[ЗАДАНИЕ]:
Ответьте по фрагменту текста о демографической угрозе на следующие вопросы:
1. Какое явление в жизни населения фрагмент называет чудовищным?
2. Что, согласно фрагменту, может стать единственным ответом на демографическое и суицидальное помрачение нации?
3. Чем стала депопуляция русской нации для всего ХХ века истории России?

[ФРАГМЕНТ ТЕКСТА]:
:::::

Произошла чудовищная социальная атомизация населения, отчуждающая в непривычных для традиций русской ментальности формах и масштабах всех и каждого друг от друга и на этой основе еще и от России - от главного смыслообразующего начала всякого истинно русского существования. В итоге все это стало покушением на многое из того, что связывает в душе человека его бытие с будущим и, в частности, с будущим собственной истории, нации и страны. Для неоправданно многих оно перестало быть - и просто как будущее и, тем более, имеющее еще и какой-то социальный смысл, превратив пространство индивидуального существования в пространство трагического суицидального выбора.

До каких же пределов экономического, социального и духовного оскудения бытия надо довести нацию, чтобы она, в сущности, отказалась от воспроизводства самих демографических условий для продолжения собственной истории, от самой себя и от своей истории. Ответом на все это, на демографическое и суицидальное помрачение нации, на вызов самим основам ее бытия в истории может стать только одно: решительная и принципиальная русификация-национализация русской нации, обретение ею развитых и адекватных ее сущности национальных форм бытия в истории. Пора осознать, что нация не может воспроизводить себя в истории и вне воспроизводства основ своего национального бытия в истории. Не только вне благоприятных социально-экономических условий, но и вне национальных условий как таковых, тех, которые определяются как раз национальными формами бытия в истории, начиная от развитых форм национального сознания и самосознания и кончая формами национального единства и национально солидарных способов действия в истории. Нация не может демографически быть, не будучи до этого прежде нацией.

Таким образом, ответ на демографическую угрозу самим основам национального бытия в истории должен стать национальным, средствами национального возрождения исторической и национальной России. И если он не станет таковым, то он вообще не станет никаким, его просто не будет в качестве ответа на вызов депопуляции русской нации. Она стала трагическим апофеозом всего ХХ века истории России, однозначным демографическим приговором всему этому столетию как столетию вненационального развития, безумию его национального беспамятства - и коммунистического, и либерального.

:::::

[ПРЕДОСТАВЛЕННЫЕ МАТЕРИАЛЫ]:
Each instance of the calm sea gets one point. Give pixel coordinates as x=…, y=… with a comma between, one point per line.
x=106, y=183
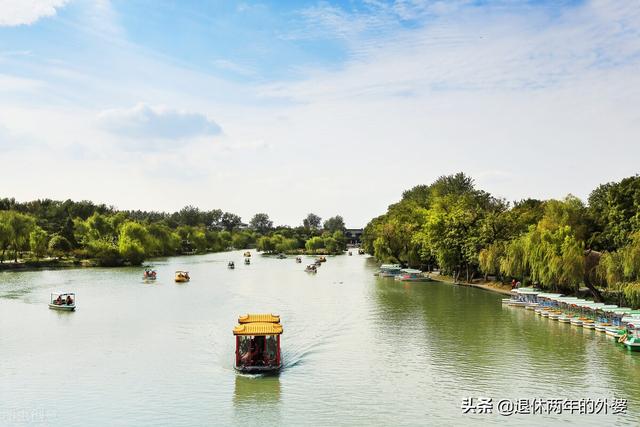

:::::

[ПОЛНЫЙ ОТВЕТ]:
1. Социальную атомизацию населения.
2. Решительная и принципиальная русификация-национализация русской нации, обретение ею развитых и адекватных ее сущности национальных форм бытия в истории.
3. Трагическим апофеозом всего ХХ века истории России и однозначным демографическим приговором всему этому столетию.